Set exercise —
Show every line in the entries below that contains the word "blonde".

Excerpt from a dataset —
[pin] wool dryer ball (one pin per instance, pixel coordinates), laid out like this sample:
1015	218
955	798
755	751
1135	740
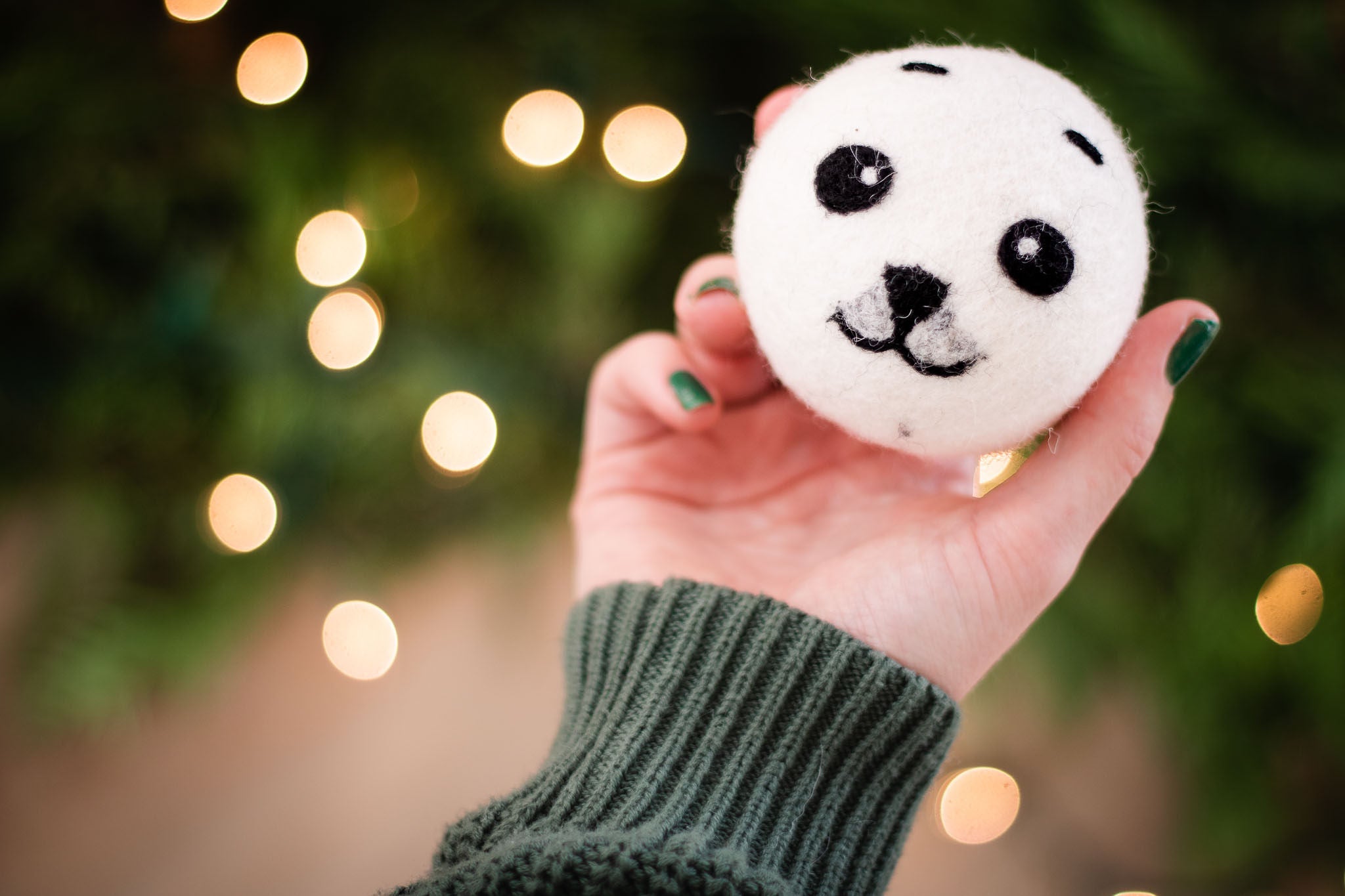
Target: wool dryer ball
940	249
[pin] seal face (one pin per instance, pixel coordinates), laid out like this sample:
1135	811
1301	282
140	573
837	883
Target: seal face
940	247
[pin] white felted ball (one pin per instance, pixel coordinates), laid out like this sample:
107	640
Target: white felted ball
940	249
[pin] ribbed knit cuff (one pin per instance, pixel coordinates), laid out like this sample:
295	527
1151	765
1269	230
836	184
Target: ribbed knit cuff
712	735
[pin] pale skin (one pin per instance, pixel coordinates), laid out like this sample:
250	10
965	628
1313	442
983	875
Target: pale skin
757	494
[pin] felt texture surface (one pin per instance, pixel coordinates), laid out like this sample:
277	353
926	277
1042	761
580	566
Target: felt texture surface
940	249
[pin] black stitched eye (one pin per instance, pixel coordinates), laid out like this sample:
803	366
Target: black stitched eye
1036	257
853	179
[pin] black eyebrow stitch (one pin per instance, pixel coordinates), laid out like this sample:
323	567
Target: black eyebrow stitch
1087	148
925	66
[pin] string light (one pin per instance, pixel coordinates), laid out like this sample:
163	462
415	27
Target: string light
645	142
458	433
241	512
272	69
544	128
331	249
345	328
192	10
978	805
359	640
1290	603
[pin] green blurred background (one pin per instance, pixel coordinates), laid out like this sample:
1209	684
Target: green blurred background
154	327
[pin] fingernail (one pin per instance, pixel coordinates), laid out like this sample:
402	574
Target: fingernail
1189	347
689	391
717	284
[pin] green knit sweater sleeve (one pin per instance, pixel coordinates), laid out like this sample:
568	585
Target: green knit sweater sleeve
713	742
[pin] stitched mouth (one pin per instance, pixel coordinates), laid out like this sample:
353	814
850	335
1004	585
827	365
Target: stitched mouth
908	301
898	343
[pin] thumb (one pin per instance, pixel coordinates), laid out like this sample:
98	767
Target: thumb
1053	507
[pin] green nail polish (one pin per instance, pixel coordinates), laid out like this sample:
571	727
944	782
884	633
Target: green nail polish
689	391
1189	347
718	282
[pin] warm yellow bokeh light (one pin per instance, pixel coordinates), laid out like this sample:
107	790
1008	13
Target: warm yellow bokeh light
272	69
359	640
192	10
331	249
241	512
544	128
345	328
458	433
645	142
978	805
1290	603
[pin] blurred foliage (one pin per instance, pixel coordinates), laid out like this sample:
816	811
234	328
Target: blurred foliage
152	335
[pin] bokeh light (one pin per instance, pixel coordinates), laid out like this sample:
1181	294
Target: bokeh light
272	69
978	805
645	142
1290	603
241	512
192	10
544	128
359	640
345	328
331	249
458	433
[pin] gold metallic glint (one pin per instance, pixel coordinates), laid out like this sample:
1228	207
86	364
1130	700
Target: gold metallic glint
645	142
1290	603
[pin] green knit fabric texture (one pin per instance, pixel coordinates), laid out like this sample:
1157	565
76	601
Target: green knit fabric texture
713	742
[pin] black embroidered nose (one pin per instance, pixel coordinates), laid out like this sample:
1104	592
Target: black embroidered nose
914	295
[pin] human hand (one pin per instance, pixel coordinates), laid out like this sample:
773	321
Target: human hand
698	465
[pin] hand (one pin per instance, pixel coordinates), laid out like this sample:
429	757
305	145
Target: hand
753	492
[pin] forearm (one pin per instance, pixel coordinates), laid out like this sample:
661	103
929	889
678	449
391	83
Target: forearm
712	742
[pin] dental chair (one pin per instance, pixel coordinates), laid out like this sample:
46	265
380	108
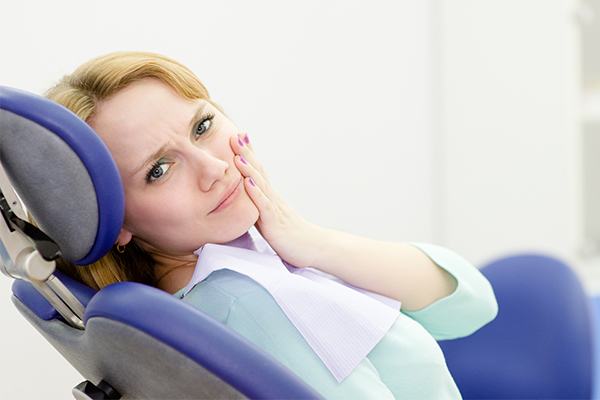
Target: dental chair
542	343
128	340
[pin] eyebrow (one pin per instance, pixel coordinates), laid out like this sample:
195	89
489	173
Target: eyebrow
163	149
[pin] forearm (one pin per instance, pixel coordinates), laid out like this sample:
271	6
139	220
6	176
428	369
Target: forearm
396	270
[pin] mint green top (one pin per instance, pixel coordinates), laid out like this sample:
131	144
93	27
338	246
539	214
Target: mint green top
406	364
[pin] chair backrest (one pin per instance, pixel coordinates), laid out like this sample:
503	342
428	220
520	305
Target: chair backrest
541	343
141	340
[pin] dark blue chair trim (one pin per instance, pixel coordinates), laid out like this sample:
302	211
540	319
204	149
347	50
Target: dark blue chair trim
93	154
253	373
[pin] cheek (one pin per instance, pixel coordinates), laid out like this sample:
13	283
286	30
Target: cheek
143	214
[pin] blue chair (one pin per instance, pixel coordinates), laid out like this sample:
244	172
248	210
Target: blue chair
541	344
128	340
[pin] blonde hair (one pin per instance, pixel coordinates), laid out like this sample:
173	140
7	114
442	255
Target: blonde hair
80	92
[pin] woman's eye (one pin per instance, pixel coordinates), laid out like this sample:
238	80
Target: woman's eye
157	171
204	125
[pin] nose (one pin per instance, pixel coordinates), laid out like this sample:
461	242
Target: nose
207	168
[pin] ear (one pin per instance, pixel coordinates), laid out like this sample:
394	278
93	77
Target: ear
124	237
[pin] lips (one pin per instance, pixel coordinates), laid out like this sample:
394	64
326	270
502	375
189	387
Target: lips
228	193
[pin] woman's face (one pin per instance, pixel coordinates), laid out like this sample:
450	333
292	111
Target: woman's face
176	164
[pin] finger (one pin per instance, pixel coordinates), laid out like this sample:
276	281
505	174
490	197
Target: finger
259	198
248	170
240	147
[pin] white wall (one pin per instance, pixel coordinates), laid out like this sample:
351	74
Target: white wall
509	127
336	96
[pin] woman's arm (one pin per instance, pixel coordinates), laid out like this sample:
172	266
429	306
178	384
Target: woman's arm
397	270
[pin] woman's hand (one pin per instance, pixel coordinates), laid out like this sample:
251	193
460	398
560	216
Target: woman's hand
292	237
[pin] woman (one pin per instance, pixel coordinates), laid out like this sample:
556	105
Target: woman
179	157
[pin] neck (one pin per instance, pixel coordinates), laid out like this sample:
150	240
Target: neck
173	272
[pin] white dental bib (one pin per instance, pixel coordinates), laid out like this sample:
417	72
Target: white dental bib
340	322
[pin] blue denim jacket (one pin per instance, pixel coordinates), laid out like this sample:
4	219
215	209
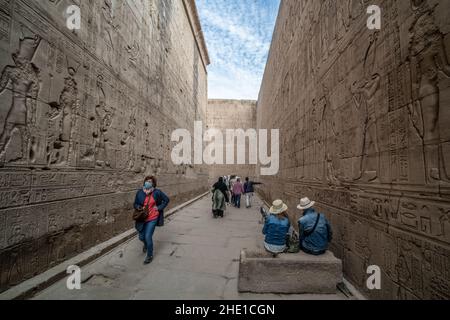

Full solution —
[pin] blonde hair (one pin per instance, pixel coordinates), laid out like this sample:
Target: blonde hair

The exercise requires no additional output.